Provided passage:
▶

(1966, directed by Vera Chytilová)
- inducted 2017 –
“One young woman, played by Ivana Karbanová, wears a flower crown askew on her bob of golden hair. Jitka Cerhová, taller
though slightly younger, ties her dark and tangled mane into pigtails. They loaf around in checkered bikinis. Both go by the
name Marie. These two best friends, partners in crime, act as anti-heroines in Chytilová’s anarchic farce. They tease
and put the squeeze on man after man. They hop from bistro to cabaret then back to a squalid room where they slice up phallic
foods and set party streamers aflame. No ruckus will sate their decadent appetites. Not even sundering each other’s
limbs with scissors, then snipping apart the very frame that contains them.
“The duo just soldiers on into another comic vignette, their raccoonish eyeliner thickening to resemble domino masks
as the film slides toward its grand finale. Rapid-fire montages of padlocks and pinned butterflies punctuate this mishegoss.

◀

Tasks for this exercise:
**A.** Answer these from the film write-up:
(i) Which actress plays the young woman with the flower crown?
(ii) What do the two friends wear while they loaf around?
(iii) What images appear in the rapid-fire montages?
**B.** Please pull out word for word the stretch of the film write-up from "- inducted 2017" through "that contains them.".
Use nothing but the film write-up.

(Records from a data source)
▶

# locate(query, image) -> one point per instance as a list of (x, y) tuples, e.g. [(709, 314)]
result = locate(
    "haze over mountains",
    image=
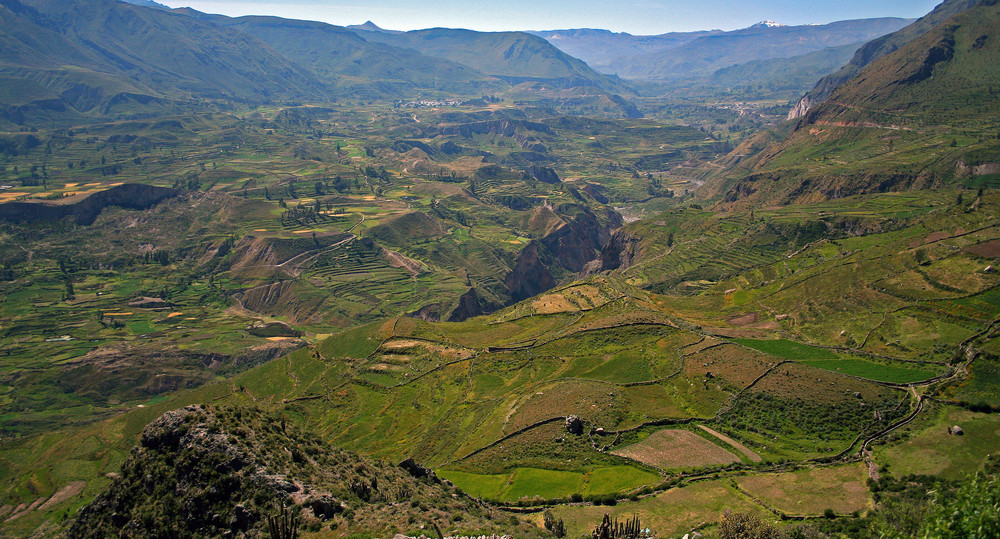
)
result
[(262, 276), (259, 59), (698, 54)]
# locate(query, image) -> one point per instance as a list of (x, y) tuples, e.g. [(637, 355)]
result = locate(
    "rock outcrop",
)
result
[(211, 471), (131, 196)]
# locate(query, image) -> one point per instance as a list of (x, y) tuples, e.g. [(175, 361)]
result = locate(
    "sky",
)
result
[(639, 17)]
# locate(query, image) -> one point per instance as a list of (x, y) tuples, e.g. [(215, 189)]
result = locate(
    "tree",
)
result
[(972, 512), (746, 526)]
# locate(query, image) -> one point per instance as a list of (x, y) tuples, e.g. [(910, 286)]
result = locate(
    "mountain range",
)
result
[(699, 54), (263, 277)]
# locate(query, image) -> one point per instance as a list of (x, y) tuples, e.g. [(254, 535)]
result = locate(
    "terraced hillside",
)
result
[(763, 372)]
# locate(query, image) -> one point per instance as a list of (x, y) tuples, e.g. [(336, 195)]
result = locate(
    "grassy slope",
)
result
[(918, 117)]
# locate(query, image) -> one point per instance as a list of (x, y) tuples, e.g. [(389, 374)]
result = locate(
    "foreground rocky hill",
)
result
[(209, 471)]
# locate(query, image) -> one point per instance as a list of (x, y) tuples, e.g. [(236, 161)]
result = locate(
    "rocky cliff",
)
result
[(131, 196), (210, 471)]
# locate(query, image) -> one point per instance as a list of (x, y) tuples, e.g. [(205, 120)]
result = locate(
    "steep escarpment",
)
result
[(131, 196), (218, 471), (571, 242), (920, 117), (875, 49)]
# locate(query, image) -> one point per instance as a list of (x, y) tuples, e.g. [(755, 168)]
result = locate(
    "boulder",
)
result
[(574, 425)]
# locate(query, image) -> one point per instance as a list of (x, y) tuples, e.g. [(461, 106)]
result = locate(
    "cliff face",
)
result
[(131, 196), (620, 252), (877, 48), (531, 275), (566, 249)]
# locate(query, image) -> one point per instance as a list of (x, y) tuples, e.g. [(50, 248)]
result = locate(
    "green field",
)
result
[(896, 374), (786, 349), (530, 483)]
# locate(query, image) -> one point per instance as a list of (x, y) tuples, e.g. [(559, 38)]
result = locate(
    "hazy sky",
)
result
[(632, 16)]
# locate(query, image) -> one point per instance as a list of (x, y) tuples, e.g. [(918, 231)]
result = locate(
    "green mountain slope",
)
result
[(342, 57), (101, 56), (707, 54), (512, 56), (600, 48), (922, 116), (876, 49)]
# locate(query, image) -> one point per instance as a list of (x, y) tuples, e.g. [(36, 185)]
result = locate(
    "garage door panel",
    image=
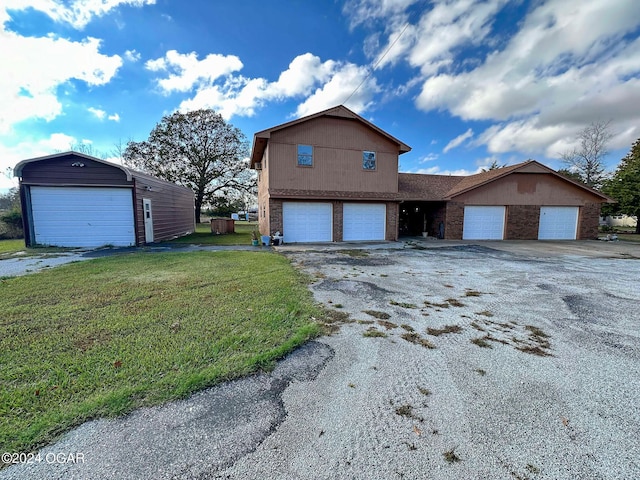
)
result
[(558, 223), (364, 221), (82, 216), (307, 222), (483, 222)]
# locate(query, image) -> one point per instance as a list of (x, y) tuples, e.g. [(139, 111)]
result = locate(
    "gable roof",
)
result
[(261, 138), (530, 166), (423, 187)]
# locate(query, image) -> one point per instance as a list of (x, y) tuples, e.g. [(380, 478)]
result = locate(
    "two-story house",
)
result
[(333, 176)]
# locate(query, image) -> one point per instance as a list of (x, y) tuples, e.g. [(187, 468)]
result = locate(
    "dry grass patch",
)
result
[(387, 325), (446, 329), (481, 342), (403, 304), (373, 332), (377, 314), (417, 339)]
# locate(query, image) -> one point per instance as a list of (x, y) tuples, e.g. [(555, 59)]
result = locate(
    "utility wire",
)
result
[(406, 25)]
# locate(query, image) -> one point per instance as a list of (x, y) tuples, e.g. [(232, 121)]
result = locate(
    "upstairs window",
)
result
[(368, 160), (305, 156)]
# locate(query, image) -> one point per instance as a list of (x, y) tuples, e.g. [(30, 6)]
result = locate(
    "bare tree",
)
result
[(587, 159), (199, 150)]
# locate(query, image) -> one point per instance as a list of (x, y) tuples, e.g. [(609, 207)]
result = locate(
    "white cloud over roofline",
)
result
[(214, 84)]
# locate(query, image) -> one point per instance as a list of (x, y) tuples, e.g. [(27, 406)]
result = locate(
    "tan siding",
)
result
[(264, 225), (337, 158), (172, 208), (528, 189)]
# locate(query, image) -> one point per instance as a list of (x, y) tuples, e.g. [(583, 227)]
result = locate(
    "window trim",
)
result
[(298, 154), (375, 161)]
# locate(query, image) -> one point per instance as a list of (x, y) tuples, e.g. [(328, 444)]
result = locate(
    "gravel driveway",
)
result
[(452, 360)]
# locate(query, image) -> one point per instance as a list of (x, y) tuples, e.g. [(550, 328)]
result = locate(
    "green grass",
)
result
[(102, 337), (203, 235), (10, 247)]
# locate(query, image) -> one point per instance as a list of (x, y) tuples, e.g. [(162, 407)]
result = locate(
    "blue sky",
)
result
[(463, 82)]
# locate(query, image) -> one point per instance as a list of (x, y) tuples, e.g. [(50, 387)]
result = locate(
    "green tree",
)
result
[(587, 159), (199, 150), (624, 186)]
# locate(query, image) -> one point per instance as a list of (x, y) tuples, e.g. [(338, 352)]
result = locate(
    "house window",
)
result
[(369, 160), (305, 156)]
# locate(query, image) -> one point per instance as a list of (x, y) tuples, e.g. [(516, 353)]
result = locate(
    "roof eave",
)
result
[(17, 170)]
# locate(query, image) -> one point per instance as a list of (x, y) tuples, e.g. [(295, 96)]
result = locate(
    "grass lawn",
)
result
[(102, 337), (203, 235)]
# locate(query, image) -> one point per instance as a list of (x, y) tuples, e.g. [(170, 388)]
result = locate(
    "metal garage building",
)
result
[(74, 200)]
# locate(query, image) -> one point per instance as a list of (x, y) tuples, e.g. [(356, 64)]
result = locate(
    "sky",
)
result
[(463, 82)]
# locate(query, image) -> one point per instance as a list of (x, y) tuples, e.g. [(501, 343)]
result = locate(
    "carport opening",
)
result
[(419, 217)]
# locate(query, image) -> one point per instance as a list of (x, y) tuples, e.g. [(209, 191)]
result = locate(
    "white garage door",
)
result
[(483, 223), (364, 221), (82, 216), (558, 223), (307, 222)]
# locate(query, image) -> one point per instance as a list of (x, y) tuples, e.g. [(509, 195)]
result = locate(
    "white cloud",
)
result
[(429, 158), (186, 71), (100, 114), (456, 142), (365, 11), (337, 90), (323, 84), (39, 65), (568, 63), (132, 55), (77, 13)]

◀

Outputs in order:
**A.**
(i) Ivana Karbanová
(ii) Checkered bikinis
(iii) Padlocks and pinned butterflies

**B.**
- inducted 2017 –
“One young woman, played by Ivana Karbanová, wears a flower crown askew on her bob of golden hair. Jitka Cerhová, taller
though slightly younger, ties her dark and tangled mane into pigtails. They loaf around in checkered bikinis. Both go by the
name Marie. These two best friends, partners in crime, act as anti-heroines in Chytilová’s anarchic farce. They tease
and put the squeeze on man after man. They hop from bistro to cabaret then back to a squalid room where they slice up phallic
foods and set party streamers aflame. No ruckus will sate their decadent appetites. Not even sundering each other’s
limbs with scissors, then snipping apart the very frame that contains them.